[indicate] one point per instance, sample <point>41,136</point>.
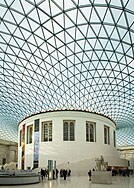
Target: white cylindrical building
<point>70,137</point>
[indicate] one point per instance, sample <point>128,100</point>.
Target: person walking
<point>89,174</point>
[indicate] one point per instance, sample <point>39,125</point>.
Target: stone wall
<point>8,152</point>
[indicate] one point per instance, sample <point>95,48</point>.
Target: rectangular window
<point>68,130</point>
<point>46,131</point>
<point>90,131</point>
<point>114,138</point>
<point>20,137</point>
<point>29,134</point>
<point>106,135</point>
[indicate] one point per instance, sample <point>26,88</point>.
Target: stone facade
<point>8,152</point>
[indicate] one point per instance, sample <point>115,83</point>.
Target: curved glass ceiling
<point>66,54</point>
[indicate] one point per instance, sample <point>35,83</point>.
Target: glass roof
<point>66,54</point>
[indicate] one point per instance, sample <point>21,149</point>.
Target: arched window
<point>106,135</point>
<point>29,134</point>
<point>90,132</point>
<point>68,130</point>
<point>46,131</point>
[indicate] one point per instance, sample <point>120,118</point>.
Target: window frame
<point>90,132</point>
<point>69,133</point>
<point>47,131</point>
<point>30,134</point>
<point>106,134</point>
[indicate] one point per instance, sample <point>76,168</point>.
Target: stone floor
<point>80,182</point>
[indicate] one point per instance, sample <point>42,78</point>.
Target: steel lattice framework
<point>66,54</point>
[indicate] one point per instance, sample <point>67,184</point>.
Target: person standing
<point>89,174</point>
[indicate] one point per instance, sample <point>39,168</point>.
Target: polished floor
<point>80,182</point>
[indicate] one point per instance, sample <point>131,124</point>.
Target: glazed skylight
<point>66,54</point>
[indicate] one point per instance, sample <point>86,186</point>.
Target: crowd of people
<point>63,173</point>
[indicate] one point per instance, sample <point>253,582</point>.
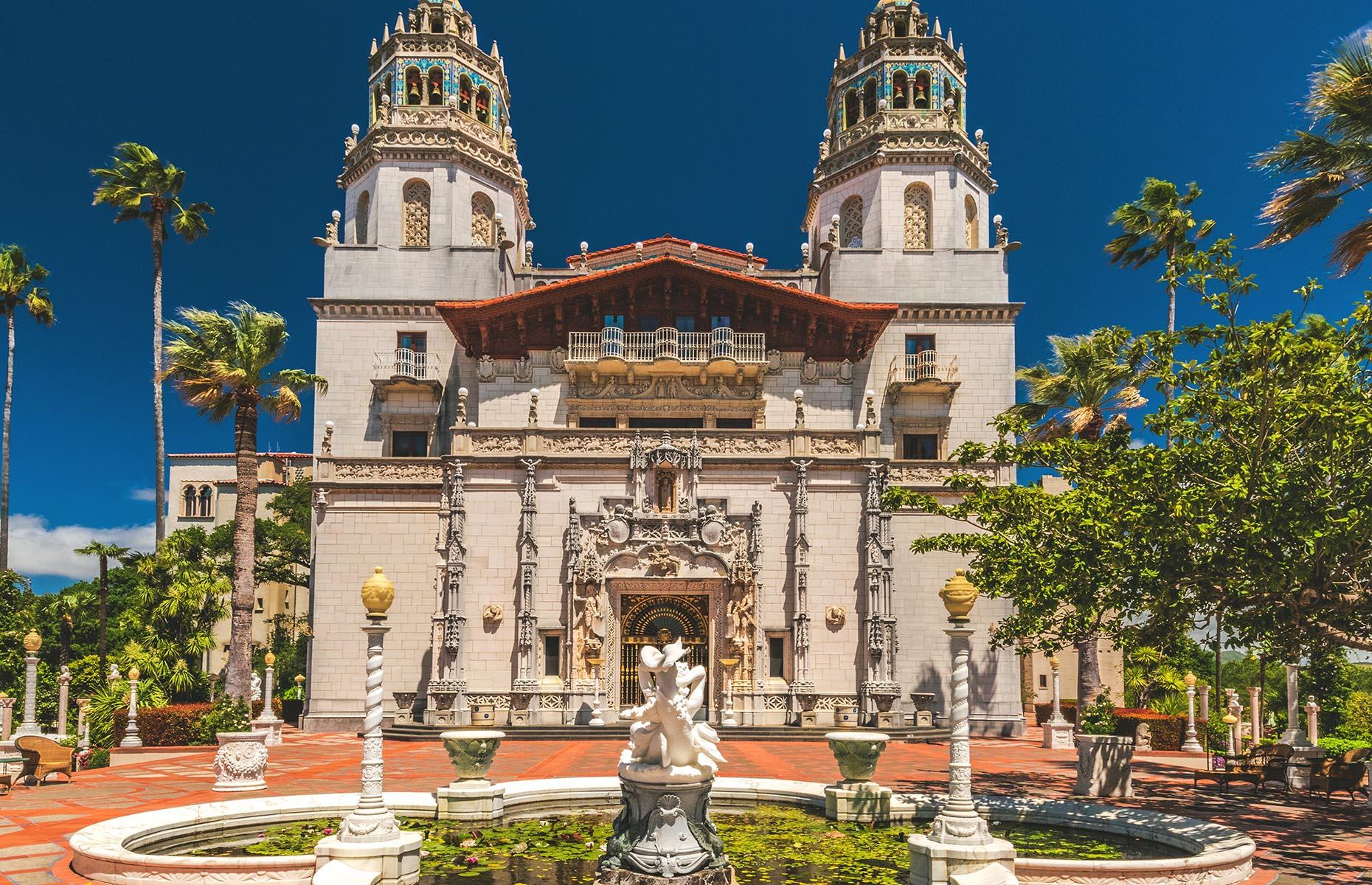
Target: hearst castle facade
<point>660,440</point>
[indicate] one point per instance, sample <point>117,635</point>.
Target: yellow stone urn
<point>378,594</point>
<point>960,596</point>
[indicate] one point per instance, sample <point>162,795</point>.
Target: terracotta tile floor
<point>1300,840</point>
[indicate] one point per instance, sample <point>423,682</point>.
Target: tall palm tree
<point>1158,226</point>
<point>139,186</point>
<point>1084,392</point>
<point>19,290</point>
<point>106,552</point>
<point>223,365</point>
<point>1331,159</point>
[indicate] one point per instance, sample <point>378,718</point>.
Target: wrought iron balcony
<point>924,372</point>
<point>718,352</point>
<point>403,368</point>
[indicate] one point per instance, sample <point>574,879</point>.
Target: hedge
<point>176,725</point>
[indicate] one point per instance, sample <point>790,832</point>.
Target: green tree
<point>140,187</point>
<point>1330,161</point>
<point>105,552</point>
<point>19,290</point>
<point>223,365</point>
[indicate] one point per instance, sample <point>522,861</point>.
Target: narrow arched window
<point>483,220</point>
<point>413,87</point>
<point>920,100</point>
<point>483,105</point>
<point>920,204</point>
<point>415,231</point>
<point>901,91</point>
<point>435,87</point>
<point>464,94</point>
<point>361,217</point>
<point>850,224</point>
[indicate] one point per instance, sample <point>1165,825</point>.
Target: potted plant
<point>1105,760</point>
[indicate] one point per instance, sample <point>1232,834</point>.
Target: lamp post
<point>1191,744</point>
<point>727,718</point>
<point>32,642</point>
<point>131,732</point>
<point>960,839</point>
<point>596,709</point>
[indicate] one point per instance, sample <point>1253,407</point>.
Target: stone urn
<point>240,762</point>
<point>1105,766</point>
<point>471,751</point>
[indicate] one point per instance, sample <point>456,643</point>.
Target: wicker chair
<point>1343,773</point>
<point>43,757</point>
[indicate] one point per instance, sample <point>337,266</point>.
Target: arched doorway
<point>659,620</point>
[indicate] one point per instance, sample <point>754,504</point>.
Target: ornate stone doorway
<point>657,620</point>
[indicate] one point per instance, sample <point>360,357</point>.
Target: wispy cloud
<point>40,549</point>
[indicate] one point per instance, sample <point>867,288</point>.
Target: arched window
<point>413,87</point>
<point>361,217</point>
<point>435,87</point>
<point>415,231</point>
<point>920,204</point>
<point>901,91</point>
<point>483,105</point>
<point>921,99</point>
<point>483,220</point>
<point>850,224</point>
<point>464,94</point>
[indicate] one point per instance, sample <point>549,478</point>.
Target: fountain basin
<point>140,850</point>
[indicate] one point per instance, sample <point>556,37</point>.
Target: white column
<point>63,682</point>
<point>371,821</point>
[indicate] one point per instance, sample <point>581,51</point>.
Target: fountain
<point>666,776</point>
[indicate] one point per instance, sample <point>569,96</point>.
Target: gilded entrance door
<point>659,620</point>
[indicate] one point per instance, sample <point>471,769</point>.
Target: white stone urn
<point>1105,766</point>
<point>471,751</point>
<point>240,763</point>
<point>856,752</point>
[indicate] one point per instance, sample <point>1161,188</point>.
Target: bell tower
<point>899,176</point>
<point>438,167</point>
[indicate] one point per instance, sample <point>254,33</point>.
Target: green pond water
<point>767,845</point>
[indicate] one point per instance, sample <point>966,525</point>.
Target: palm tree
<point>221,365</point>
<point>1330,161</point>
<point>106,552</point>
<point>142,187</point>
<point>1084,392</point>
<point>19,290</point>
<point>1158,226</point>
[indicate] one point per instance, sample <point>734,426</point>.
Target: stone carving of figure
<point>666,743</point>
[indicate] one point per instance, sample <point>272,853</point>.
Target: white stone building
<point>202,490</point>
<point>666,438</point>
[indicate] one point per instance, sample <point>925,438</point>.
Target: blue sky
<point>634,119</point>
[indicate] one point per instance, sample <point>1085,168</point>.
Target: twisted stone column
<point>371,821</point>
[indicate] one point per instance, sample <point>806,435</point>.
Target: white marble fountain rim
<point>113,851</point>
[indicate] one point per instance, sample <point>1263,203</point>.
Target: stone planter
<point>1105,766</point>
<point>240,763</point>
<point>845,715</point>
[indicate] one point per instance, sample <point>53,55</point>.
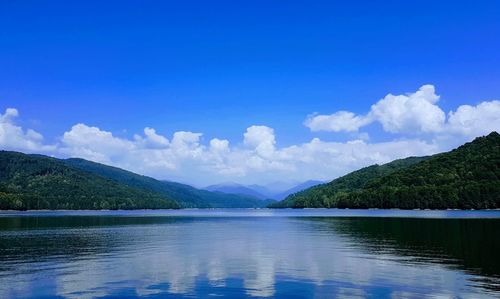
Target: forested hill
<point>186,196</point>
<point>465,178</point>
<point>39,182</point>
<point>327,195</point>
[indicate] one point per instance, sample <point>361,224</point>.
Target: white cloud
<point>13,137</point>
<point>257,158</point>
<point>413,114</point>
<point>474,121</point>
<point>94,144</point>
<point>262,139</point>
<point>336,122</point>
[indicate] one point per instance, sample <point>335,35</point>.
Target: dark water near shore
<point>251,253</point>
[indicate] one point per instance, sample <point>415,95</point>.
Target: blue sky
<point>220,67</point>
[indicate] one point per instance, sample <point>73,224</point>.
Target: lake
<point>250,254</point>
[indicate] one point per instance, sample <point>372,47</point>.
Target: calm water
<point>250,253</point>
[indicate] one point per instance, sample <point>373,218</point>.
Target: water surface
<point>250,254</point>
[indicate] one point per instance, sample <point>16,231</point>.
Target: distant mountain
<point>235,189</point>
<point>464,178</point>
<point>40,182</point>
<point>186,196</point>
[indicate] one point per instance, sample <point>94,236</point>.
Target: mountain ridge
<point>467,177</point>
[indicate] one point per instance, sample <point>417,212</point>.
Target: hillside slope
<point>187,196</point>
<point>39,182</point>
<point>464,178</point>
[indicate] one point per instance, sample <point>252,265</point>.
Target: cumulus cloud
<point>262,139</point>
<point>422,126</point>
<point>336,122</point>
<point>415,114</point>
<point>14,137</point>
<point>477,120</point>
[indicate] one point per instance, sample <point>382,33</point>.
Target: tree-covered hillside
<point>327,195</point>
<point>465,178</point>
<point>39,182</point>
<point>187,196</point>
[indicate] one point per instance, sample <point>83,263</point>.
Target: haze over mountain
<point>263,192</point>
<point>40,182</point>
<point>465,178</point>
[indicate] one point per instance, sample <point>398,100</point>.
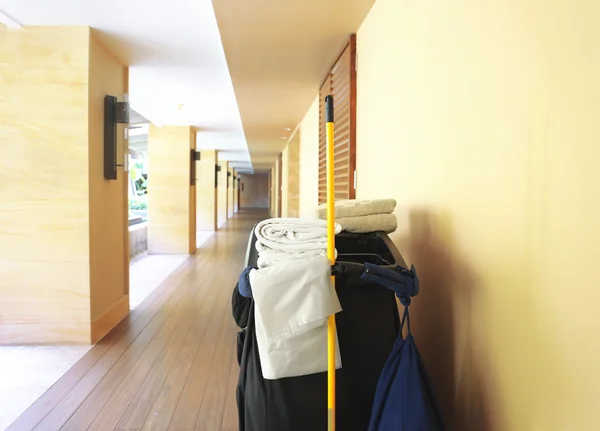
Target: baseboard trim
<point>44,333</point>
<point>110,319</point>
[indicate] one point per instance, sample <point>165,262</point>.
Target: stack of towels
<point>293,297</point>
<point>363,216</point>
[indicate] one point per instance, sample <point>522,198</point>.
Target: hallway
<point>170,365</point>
# # # # #
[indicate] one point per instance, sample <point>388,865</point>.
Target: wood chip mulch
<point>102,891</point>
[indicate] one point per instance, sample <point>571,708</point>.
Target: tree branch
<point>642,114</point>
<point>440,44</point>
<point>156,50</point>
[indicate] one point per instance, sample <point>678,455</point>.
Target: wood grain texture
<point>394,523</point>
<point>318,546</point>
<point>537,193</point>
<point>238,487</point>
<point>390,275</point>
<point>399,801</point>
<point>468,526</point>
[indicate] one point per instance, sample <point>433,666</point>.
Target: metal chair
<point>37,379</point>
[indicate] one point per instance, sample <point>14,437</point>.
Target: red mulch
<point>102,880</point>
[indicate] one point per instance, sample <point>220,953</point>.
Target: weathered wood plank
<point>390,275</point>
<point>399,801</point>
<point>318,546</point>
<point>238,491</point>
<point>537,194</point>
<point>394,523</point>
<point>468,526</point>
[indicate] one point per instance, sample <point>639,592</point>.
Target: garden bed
# # # # #
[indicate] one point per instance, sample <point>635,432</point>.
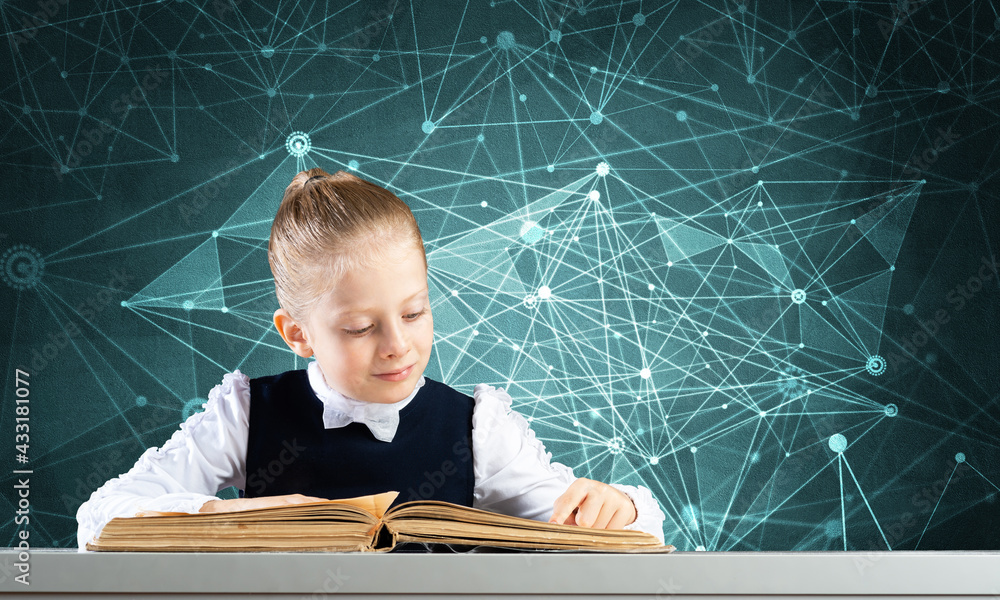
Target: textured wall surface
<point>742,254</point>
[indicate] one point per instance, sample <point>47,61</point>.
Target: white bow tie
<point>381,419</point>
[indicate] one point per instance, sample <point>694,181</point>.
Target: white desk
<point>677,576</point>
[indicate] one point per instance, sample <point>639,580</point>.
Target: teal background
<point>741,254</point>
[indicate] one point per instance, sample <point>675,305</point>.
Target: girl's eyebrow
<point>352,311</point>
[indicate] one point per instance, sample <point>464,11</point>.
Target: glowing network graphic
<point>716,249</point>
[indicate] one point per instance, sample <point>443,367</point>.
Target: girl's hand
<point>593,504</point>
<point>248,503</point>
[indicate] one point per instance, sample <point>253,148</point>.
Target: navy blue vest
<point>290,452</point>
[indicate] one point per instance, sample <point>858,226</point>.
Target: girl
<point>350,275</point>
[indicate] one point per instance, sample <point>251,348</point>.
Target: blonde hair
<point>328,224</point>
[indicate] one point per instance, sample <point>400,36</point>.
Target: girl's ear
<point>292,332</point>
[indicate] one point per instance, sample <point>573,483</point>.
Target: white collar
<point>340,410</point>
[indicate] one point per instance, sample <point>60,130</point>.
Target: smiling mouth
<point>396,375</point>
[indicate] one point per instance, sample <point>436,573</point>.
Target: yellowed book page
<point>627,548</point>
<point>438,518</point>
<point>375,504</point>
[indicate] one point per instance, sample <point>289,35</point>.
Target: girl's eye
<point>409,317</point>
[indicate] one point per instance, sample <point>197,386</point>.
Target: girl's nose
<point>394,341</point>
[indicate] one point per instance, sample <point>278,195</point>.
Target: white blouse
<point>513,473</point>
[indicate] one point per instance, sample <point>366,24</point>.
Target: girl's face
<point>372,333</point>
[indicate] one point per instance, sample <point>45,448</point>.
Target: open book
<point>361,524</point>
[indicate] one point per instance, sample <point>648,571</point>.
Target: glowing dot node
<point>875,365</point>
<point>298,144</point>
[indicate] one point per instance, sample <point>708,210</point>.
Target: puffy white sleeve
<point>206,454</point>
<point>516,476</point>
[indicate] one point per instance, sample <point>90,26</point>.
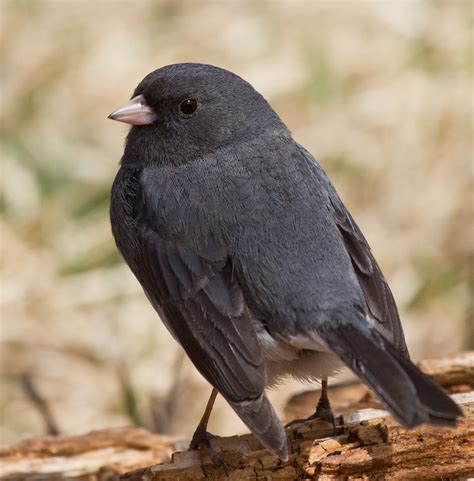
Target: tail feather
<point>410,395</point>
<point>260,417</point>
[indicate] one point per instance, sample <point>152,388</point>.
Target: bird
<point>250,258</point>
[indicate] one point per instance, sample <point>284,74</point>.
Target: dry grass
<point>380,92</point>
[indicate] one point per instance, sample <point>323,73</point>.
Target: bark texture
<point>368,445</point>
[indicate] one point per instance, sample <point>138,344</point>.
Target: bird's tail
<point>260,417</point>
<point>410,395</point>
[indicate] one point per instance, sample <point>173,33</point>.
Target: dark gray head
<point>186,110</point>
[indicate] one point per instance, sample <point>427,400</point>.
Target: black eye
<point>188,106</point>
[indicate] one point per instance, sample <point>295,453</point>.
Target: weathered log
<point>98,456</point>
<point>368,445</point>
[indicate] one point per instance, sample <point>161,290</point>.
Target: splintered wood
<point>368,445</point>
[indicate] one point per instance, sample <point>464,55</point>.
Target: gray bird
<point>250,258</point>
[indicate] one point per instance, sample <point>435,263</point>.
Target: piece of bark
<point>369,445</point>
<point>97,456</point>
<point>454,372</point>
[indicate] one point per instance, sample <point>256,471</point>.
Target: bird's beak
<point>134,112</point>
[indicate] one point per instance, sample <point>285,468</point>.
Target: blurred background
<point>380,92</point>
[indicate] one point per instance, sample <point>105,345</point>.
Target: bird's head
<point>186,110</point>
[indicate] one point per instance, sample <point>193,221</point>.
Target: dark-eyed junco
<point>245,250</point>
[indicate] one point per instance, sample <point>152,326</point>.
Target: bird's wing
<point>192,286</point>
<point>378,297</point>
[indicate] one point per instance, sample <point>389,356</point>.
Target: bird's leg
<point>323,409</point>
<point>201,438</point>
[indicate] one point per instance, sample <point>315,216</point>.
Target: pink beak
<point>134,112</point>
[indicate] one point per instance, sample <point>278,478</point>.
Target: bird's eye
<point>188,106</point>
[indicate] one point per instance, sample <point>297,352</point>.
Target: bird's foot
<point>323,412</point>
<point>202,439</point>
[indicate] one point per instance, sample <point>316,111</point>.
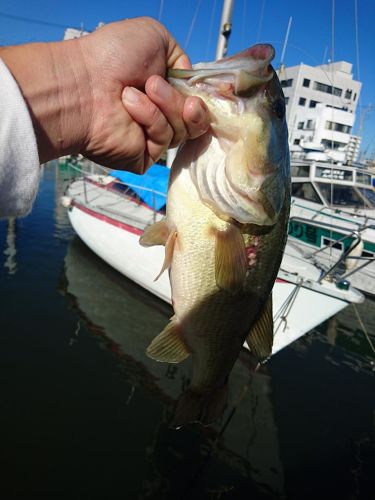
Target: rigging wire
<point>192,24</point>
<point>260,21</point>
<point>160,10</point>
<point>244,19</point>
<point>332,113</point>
# # # # #
> **Exercise brief**
Change "metal chair" to "steel chair" in the lines starting with the one containing "instance, sample <point>678,455</point>." and going through the one containing "<point>102,880</point>", and write out only those lines with nothing else altered.

> **Solved problem**
[indicate] one point per instance, sample <point>678,455</point>.
Target: wood grain texture
<point>394,523</point>
<point>318,546</point>
<point>537,193</point>
<point>238,487</point>
<point>390,275</point>
<point>399,801</point>
<point>468,526</point>
[indicate] one point per instance, sample <point>433,666</point>.
Target: steel chair
<point>37,379</point>
[indicate] one point per instance, sample <point>14,437</point>.
Target: red mulch
<point>102,880</point>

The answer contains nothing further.